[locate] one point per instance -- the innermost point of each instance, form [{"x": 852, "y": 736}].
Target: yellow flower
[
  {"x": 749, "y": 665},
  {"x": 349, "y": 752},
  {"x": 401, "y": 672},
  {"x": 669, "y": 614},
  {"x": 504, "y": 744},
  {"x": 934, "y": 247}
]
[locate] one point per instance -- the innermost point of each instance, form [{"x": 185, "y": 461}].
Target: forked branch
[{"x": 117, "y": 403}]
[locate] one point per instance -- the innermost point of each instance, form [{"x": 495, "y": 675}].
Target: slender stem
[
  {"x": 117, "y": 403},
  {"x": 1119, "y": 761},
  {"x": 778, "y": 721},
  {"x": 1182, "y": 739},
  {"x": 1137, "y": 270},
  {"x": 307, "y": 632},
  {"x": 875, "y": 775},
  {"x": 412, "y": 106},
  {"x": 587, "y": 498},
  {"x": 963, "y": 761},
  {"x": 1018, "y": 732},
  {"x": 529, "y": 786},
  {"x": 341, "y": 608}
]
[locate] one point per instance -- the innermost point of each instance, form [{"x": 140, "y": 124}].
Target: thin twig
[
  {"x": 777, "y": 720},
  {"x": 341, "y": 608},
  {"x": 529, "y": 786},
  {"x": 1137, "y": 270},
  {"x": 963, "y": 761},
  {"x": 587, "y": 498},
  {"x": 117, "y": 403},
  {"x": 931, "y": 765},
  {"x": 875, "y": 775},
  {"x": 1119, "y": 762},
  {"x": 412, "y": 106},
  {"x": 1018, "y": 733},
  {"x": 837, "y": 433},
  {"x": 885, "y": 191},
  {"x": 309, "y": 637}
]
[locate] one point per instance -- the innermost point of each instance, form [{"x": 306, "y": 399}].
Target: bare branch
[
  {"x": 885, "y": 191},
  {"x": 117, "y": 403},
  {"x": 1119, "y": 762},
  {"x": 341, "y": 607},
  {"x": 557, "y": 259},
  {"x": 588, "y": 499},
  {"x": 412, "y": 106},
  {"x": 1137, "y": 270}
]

What you should do:
Please be sure to repeat every entry exactly.

Result of the task:
[locate] one point per instance -- the innermost point of each instance, form [{"x": 852, "y": 736}].
Target: yellow flower
[
  {"x": 749, "y": 665},
  {"x": 349, "y": 752},
  {"x": 401, "y": 672},
  {"x": 669, "y": 614},
  {"x": 504, "y": 744},
  {"x": 934, "y": 247}
]
[locate] one point per instance -- the innermost point of each instance, form [{"x": 185, "y": 461}].
Target: forked branch
[{"x": 117, "y": 403}]
[locate] one point per instance -- the innermost point of each instance, form [{"x": 495, "y": 675}].
Target: slender stem
[
  {"x": 117, "y": 403},
  {"x": 1119, "y": 761},
  {"x": 778, "y": 721},
  {"x": 1182, "y": 739},
  {"x": 1137, "y": 270},
  {"x": 307, "y": 632},
  {"x": 875, "y": 775},
  {"x": 412, "y": 106},
  {"x": 587, "y": 498},
  {"x": 963, "y": 761},
  {"x": 1018, "y": 732},
  {"x": 529, "y": 786},
  {"x": 341, "y": 608}
]
[locate] one point per instance -- the innermost point of each instance, form [{"x": 140, "y": 124}].
Target: thin twig
[
  {"x": 777, "y": 720},
  {"x": 341, "y": 608},
  {"x": 529, "y": 786},
  {"x": 1137, "y": 270},
  {"x": 963, "y": 761},
  {"x": 587, "y": 498},
  {"x": 117, "y": 403},
  {"x": 931, "y": 765},
  {"x": 875, "y": 775},
  {"x": 1119, "y": 762},
  {"x": 412, "y": 106},
  {"x": 1018, "y": 733},
  {"x": 837, "y": 433},
  {"x": 885, "y": 191},
  {"x": 309, "y": 637}
]
[locate] one point per instance -- the innermost point of each instance, form [{"x": 306, "y": 399}].
Target: bare branch
[
  {"x": 885, "y": 191},
  {"x": 117, "y": 403},
  {"x": 1119, "y": 762},
  {"x": 341, "y": 607},
  {"x": 557, "y": 259},
  {"x": 588, "y": 499},
  {"x": 412, "y": 106},
  {"x": 1137, "y": 270}
]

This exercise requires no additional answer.